*** Extracted data ***
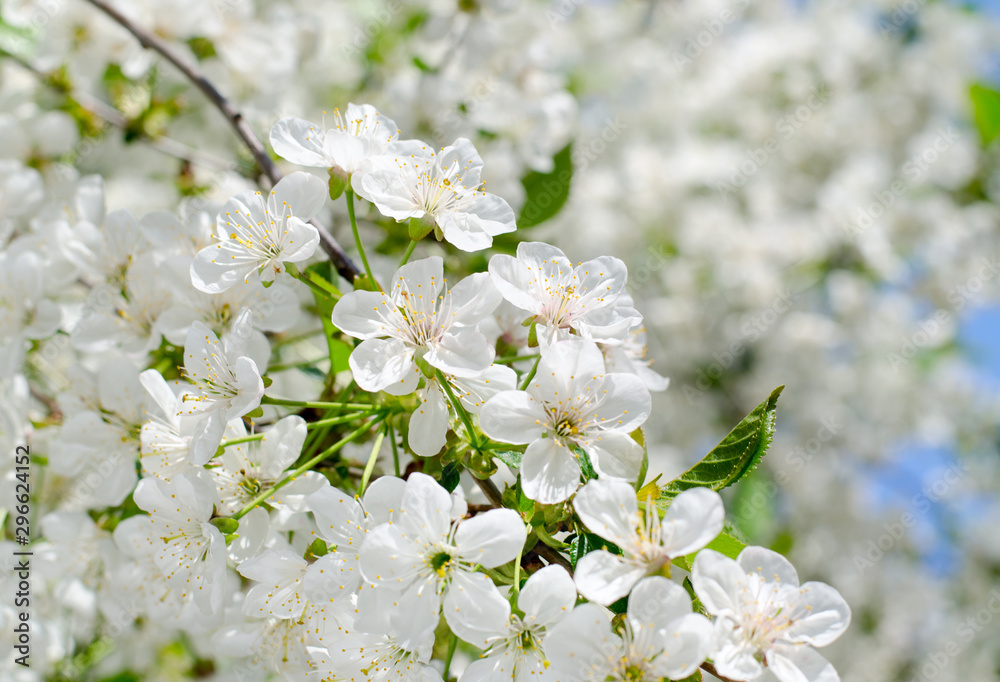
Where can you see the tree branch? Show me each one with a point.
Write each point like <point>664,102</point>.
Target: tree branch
<point>541,549</point>
<point>114,117</point>
<point>347,269</point>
*** End of Extracted data ***
Problem details: Tally the lines of the material in which the word "each" appears. Output the count alone.

Task response: 2